Written exercise
Repeat every line of the material, character for character.

Point annotation dataset records:
───

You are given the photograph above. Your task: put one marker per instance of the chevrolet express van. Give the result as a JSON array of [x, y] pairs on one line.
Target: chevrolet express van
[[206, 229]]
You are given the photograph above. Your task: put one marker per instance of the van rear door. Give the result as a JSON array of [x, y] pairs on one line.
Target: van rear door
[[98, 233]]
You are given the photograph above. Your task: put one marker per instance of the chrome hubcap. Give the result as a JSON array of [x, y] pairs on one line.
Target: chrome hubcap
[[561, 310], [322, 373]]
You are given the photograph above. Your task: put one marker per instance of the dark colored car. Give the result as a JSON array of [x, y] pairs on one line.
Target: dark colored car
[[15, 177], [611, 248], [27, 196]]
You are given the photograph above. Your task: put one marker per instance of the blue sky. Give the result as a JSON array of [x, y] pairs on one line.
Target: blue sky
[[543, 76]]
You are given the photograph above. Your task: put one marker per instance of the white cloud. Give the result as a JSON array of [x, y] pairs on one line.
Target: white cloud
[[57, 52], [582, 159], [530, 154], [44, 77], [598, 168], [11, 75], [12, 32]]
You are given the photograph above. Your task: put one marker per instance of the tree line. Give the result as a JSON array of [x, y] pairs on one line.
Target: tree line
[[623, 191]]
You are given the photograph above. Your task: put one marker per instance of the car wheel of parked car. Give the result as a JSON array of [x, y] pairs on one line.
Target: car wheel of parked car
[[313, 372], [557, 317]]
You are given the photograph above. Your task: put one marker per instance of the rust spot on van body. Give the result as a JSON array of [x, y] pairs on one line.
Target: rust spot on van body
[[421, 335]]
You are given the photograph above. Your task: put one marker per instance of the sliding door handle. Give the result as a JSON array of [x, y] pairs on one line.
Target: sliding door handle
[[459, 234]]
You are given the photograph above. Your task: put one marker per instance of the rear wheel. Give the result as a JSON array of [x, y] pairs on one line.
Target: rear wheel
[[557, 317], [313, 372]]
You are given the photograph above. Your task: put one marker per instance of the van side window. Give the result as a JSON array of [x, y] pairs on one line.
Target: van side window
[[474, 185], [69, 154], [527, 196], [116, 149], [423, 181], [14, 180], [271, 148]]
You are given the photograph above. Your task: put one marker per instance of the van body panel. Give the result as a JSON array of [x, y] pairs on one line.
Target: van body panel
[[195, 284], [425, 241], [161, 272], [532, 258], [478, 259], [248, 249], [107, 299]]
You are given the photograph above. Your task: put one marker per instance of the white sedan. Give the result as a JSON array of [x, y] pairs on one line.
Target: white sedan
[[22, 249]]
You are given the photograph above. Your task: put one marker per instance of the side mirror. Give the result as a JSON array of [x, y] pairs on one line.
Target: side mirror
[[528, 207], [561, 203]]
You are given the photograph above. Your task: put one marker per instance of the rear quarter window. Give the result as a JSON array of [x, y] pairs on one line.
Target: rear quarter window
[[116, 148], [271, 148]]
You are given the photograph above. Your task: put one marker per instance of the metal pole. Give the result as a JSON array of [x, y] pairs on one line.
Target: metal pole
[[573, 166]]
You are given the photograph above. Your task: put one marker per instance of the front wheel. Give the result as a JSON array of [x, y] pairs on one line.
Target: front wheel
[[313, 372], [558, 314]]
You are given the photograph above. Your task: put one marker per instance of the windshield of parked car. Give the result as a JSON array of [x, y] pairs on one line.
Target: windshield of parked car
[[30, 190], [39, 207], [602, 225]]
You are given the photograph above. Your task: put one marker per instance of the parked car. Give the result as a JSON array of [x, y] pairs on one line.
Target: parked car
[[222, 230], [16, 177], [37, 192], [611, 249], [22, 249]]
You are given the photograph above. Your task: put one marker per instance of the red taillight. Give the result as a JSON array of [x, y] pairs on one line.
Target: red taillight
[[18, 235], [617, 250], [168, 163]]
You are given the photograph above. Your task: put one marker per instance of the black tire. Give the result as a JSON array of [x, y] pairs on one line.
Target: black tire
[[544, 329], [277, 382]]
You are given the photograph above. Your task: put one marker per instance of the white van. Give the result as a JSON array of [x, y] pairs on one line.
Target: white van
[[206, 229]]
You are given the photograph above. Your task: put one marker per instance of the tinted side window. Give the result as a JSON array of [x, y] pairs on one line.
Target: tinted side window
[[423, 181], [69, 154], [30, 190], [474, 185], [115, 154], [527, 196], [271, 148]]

───

Solution below
You are given the photograph above. Your task: put one marker per instance of the chevrolet express van. Give the result as a JSON array of [x, y] pairs on one line.
Target: chevrolet express van
[[206, 229]]
You are given the photograph above. Your task: put one marker per instance of the van rear door. Give the result as a JSON array of [x, y] pairs on one line.
Target: van rear door
[[98, 233]]
You are given the photograph above. Your task: put one marker per instance of the chrome hubcap. Give the result as a JSON array of [x, y] pairs on one line.
Target: chrome hubcap
[[561, 310], [322, 373]]
You are given the photograph above. Your task: put one marker per instance of the dark colored car. Give the result as a JSON array of [x, y] pairs on one line.
Target: dark colored car
[[15, 177], [611, 248], [27, 196]]
You are given the photograph above. Your task: put one marker per instance of the blue sky. Give the result as a JSON array of [x, y] pairs on one line.
Target: blue sky
[[543, 76]]
You are given the photograph above. Your task: put one marker per instance of the white cloud. Give the result as a JSON array of [x, y] pairs on one line.
Target: white cloud
[[57, 52], [582, 159], [530, 154], [44, 77], [598, 168], [11, 75], [12, 32]]
You are given the photograph above. Your task: put one marker per instance of the tree line. Give the result as a JSON array of [x, y] pairs on one line.
Target: tree line
[[623, 191]]
You are given the photograph above. Your task: put one marker per instance of the car wheel of parked car. Give the result as a JSON array of [x, y] pairs on one line.
Target: car wheel of parked car
[[313, 372], [557, 317]]
You are given the photograph above. Your task: put one marker per instance of the rust spot on van body. Give the result as a JSON array of [x, y] pairs on one line.
Target: rust spot on van body
[[421, 335]]
You are given the photograph above. Your task: put one marker per instance of the sliding door handle. Give the result as a JSON array of [x, y] pairs on one line.
Target: sliding door handle
[[459, 234]]
You are given the photograph above. Your task: put one marker per instance of the rear wheel. Give the result as a JSON array of [x, y] pairs on one line.
Target: rear wheel
[[557, 317], [313, 372]]
You are given the photograph above. Your task: put one marker per instance of the van side window. Give the result as a JSON array of [x, y] pairs on one line.
Target: van side window
[[474, 185], [69, 154], [527, 196], [116, 149], [423, 181], [14, 180], [271, 148]]
You are given the photograph above. Your task: put one marker per instance of the van body panel. Give the result as a JSON array of [x, y] pairs on one line.
Target: van body panel
[[195, 284], [425, 241], [161, 272], [532, 258], [478, 259], [248, 249], [107, 299]]
You are given the photograph above. Your task: put one marker per instance of the white sedan. Give the result as a JSON array of [x, y] pairs on one line.
Target: white sedan
[[22, 249]]
You are given the photograph above. Your task: put one marker per instance of the side mirror. Give the result as a JSON array of [x, y] pairs on one line.
Target: side mirror
[[528, 207], [561, 203]]
You are given the photograph above. Your task: put one marker per instance of the rear quarter window. Give the result as a JSON array of [x, y] pairs on one line.
Target: rear quarter window
[[116, 148], [271, 148]]
You are given the photograph above. Your task: put one marker per instance of the metal pole. Give the result as a JSON array of [x, y] pairs on one line.
Target: metal pole
[[573, 166]]
You are given the photograph above. Your task: put one marker per instance of the front wheel. Give the result as a JSON array of [x, y] pairs on one line.
Target: front wheel
[[313, 372], [558, 314]]
You are given the photograph above. Your task: put one marker per instance of the windshield of parked car. Give the result as a JSON array of [x, y] pairs on one line.
Target: windshield of parked car
[[30, 190], [39, 207], [602, 225]]
You are given the photograph above. Your task: put one marker per instance of the parked car. Give the result as a JSON array of [x, y] pairs on one line.
Target: parked car
[[222, 230], [16, 177], [37, 192], [611, 249], [22, 249]]
You are given the photograph above. Your task: put one marker per instance of the red taillight. Give the result as a JSON array of [x, y] pairs on one line.
Target: red taillight
[[18, 235], [617, 250], [168, 163]]
You are given the photograph above. Your task: put one marker per instance of the black tire. Give the result as a JSON array of [x, y] pairs on one line.
Target: black tire
[[544, 329], [277, 382]]
You are given the photograph above. Your task: put one marker per instance of the white van. Give the result as a JSON array of [x, y] pairs on one line.
Target: white van
[[206, 229]]
You are given the photograph above. Your task: put one marker per instance of the tinted side window. Give the result as a JSON array of [x, y] pairs on one line.
Target: tinted side window
[[423, 181], [69, 154], [30, 190], [474, 185], [115, 154], [527, 196], [271, 148]]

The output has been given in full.